■ Brief 1: In the car shampoo thread, which two shampoos does dchapman88 suggest?
■ Brief 2: Reproduce the car shampoo thread word for word, from "## andy198712 (Jan" up to and including "(Dec 29, 2011)".
■ Brief 3: Summarize the car shampoo thread in two sentences.
───── Given text
# New Shampoo



## Meirion658 (Feb 11, 2012)

Hi all just comming to the end of my Maguire gold shampoo. Fancy a change any recommendations for a was free shampoo?

Secondly just bought a new Audi any recommendations for new wax and sealers please?

Thanks


----------



## Soul boy 68 (Sep 8, 2013)

I'm currently using car chem, really nice and very slick, glides along nicely. :detailer:


----------



## dchapman88 (Mar 17, 2016)

Meirion658 said:


> Hi all just comming to the end of my Maguire gold shampoo. Fancy a change any recommendations for a was free shampoo?
> 
> Secondly just bought a new Audi any recommendations for new wax and sealers please?
> 
> Thanks


Shampoo suggestions from me would be Gyeon bathe or the Glare shampoo

Waxes are really more about the prep, the better your prep the better the results. 
There are plenty of threads on DW about wax recommendations depending on what your looking for
Have a search


----------



## walfice (Sep 15, 2017)

Give waxplanets lava shampoo a try, it is sooooo good


----------



## andy198712 (Jan 20, 2018)

i'm trying chemical guys honeydew now which technically is a foam, but its no way near as slick as my megs wash and wax. so once those are both done i'm going to try the Bilthamber shampoo as it gets good reviews! and super slippy


----------



## suspal (Dec 29, 2011)

If everything else fails try fairy liquid never fails.


----------



## dchapman88 (Mar 17, 2016)

suspal said:


> If everything else fails try fairy liquid never fails.


.....


----------



## OvEr_KiLL (Mar 2, 2015)

odk jet is good stuff and on offer here thedetailingbooth

autoallure luxallure is good stuff and also the new autoglym ultra high definition shampoo if your feeling flush 

and also adams blue shampoo

all wax/sealant safe and dont contain any gloss enhancers or waxes


----------



## neilmcl (Mar 26, 2010)

Agree with the above, ODK Jet is my current fav and I'm looking forward to trying out Adams shampoo next.
──────────
───── Stored records
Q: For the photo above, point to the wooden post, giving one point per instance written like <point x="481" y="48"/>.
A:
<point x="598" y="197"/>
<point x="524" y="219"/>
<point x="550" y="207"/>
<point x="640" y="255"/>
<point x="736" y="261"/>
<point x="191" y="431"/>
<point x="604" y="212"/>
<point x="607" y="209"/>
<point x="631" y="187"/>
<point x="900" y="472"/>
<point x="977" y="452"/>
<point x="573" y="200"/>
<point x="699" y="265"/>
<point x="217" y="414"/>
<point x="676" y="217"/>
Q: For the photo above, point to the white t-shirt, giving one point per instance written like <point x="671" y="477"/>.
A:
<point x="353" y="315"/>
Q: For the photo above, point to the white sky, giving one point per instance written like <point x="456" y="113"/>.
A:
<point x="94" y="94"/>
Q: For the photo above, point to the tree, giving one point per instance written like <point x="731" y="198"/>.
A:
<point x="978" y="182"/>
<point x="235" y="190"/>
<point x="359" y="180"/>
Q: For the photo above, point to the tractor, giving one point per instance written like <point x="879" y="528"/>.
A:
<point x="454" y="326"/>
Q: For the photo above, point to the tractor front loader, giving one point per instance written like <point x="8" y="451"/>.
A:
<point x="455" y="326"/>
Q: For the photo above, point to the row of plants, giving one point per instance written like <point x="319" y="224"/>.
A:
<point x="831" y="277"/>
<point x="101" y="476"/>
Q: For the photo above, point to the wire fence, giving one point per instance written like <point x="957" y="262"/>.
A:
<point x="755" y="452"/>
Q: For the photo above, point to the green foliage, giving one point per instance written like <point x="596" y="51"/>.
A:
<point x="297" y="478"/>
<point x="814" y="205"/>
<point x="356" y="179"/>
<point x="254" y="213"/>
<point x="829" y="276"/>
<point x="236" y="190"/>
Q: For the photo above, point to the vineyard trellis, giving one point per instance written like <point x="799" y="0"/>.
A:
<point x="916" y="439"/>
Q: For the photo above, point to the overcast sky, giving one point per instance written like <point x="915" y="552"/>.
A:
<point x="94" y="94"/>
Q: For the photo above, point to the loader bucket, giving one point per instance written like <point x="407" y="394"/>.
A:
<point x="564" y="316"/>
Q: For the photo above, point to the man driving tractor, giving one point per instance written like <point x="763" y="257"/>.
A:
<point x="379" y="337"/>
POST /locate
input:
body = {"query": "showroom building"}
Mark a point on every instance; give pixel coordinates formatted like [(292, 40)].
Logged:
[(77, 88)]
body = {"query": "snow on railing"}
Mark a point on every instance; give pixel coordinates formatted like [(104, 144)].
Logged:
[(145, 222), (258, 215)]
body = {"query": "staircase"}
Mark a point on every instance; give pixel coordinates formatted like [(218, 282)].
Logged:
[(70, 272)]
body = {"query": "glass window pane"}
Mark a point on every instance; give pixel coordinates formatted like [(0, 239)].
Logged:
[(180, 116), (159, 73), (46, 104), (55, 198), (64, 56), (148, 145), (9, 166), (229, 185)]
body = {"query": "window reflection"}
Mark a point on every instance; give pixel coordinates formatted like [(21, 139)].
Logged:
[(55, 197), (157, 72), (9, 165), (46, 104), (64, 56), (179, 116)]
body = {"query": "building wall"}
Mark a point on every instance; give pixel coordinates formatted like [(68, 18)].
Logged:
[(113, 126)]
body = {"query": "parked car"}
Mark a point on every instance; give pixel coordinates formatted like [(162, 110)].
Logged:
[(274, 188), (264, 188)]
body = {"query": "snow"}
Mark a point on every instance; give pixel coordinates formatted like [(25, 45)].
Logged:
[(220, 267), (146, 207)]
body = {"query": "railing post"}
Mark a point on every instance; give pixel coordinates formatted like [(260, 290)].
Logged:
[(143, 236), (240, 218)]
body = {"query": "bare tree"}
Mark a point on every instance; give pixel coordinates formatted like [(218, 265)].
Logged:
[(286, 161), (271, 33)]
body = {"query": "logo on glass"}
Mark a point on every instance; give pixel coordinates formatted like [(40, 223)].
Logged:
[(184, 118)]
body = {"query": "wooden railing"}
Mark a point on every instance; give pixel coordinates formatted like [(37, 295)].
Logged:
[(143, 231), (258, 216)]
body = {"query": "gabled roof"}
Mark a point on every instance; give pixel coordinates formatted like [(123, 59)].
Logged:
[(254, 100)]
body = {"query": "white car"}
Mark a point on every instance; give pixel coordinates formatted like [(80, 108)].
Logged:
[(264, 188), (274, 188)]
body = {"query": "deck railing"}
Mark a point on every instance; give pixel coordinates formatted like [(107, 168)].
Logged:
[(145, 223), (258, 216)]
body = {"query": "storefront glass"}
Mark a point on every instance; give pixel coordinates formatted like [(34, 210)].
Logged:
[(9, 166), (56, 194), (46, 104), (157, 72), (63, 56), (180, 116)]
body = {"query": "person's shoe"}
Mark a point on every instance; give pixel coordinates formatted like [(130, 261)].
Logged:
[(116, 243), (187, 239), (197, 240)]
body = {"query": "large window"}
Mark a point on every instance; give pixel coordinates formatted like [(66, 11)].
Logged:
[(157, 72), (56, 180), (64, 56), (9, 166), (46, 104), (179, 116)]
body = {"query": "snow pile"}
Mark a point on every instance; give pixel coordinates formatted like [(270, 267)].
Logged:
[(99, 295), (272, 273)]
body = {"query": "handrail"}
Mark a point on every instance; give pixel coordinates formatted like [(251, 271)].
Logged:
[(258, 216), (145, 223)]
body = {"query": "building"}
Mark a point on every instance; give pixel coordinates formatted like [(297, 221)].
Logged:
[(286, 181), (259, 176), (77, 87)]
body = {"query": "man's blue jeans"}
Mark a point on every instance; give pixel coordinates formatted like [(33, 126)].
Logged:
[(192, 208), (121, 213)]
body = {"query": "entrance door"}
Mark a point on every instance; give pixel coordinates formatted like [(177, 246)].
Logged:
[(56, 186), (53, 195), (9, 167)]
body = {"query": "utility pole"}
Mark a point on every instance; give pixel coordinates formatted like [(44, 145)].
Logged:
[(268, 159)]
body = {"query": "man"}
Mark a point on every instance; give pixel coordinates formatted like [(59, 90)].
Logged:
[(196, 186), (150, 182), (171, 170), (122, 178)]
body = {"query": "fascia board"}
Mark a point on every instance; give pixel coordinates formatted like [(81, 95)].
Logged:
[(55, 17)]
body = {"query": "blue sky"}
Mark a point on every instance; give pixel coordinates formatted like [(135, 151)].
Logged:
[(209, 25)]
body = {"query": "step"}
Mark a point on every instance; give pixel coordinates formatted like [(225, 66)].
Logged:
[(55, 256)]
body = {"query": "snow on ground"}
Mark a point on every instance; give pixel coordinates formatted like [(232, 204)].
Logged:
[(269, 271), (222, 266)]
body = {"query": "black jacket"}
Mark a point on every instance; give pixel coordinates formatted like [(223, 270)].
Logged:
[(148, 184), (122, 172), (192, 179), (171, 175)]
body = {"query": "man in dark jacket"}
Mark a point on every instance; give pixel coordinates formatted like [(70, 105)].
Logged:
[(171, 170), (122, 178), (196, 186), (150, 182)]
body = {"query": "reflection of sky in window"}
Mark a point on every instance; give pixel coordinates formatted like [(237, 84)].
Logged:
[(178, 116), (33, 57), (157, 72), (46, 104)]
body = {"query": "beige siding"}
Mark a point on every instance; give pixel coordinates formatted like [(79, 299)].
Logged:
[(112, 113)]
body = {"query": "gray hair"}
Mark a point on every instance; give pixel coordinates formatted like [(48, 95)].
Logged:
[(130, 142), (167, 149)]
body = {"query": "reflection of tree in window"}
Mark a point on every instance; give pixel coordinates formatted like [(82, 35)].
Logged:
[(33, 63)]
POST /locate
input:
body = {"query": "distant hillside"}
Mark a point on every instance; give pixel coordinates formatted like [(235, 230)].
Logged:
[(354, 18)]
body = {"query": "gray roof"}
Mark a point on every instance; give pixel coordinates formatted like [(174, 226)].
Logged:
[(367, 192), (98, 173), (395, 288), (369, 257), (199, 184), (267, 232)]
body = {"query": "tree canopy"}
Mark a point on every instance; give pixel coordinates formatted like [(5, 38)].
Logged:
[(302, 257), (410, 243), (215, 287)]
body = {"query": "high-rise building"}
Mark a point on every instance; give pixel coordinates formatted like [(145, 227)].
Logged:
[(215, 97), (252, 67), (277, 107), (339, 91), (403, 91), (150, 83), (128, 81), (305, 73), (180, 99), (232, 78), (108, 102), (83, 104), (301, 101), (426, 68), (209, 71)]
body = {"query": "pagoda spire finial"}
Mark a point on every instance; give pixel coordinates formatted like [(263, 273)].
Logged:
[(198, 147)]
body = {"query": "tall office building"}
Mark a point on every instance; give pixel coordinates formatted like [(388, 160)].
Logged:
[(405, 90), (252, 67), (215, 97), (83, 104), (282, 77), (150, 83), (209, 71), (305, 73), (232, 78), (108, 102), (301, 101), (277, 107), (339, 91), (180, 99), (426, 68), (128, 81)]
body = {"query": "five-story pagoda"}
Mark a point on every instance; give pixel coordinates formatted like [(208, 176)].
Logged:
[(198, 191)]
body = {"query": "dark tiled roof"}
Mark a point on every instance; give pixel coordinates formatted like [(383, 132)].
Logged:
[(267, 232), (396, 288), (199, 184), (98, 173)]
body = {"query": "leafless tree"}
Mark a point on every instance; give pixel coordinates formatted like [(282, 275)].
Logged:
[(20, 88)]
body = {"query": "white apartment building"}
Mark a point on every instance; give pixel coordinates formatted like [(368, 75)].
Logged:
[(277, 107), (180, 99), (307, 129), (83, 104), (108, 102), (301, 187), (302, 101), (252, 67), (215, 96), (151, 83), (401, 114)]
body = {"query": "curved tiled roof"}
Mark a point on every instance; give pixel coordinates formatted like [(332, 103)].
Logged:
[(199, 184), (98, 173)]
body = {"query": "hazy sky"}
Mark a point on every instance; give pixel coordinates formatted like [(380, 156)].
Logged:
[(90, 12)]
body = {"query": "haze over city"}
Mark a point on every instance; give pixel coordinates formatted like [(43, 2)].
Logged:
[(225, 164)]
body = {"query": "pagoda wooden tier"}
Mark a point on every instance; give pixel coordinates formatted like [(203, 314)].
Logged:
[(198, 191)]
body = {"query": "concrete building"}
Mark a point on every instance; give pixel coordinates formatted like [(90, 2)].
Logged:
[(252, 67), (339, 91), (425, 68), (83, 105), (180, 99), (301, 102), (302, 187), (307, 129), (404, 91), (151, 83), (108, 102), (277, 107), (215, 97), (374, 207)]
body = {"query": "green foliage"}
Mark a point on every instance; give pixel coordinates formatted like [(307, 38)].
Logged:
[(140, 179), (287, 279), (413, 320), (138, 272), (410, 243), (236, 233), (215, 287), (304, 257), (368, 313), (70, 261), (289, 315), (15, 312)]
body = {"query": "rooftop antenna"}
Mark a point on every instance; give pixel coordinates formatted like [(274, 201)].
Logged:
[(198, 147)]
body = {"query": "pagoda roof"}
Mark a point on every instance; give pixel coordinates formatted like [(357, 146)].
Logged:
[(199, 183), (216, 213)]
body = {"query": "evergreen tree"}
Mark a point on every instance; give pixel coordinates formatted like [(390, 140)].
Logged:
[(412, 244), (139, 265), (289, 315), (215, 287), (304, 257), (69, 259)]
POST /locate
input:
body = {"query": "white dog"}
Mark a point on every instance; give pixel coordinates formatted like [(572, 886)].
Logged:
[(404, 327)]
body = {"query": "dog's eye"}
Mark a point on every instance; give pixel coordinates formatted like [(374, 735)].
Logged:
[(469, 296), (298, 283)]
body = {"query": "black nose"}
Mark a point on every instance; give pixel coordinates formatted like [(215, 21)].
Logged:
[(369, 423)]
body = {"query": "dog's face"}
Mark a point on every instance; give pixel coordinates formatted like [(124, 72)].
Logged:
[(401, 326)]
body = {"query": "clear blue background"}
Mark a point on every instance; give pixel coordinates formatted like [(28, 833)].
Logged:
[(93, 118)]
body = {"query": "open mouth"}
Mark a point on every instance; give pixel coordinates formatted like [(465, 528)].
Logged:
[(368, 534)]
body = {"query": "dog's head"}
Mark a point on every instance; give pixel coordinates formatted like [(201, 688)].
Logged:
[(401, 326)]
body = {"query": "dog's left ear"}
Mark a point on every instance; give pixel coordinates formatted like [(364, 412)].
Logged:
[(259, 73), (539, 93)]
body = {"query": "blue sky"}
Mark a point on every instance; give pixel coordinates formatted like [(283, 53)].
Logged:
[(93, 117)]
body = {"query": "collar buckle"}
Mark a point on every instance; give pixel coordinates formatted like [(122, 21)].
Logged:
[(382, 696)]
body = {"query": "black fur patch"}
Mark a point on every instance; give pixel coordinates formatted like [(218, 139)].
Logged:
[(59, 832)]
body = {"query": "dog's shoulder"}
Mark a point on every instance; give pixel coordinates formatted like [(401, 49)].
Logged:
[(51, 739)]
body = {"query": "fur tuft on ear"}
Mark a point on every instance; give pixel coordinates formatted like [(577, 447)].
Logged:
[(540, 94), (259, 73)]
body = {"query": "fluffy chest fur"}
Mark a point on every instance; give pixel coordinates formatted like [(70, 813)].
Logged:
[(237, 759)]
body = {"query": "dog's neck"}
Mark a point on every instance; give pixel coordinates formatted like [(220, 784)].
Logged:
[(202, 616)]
──────────
■ Full solution 1: Gyeon bathe or the Glare shampoo.

■ Full solution 2:
## andy198712 (Jan 20, 2018)

i'm trying chemical guys honeydew now which technically is a foam, but its no way near as slick as my megs wash and wax. so once those are both done i'm going to try the Bilthamber shampoo as it gets good reviews! and super slippy


----------



## suspal (Dec 29, 2011)

■ Full solution 3: A member nearing the end of a Maguire gold shampoo asks for a new shampoo and for wax and sealer recommendations for a new Audi. Replies suggest shampoos such as car chem, Gyeon bathe, Glare, ODK Jet and Adams blue, and one reply says the results of a wax depend mostly on the prep.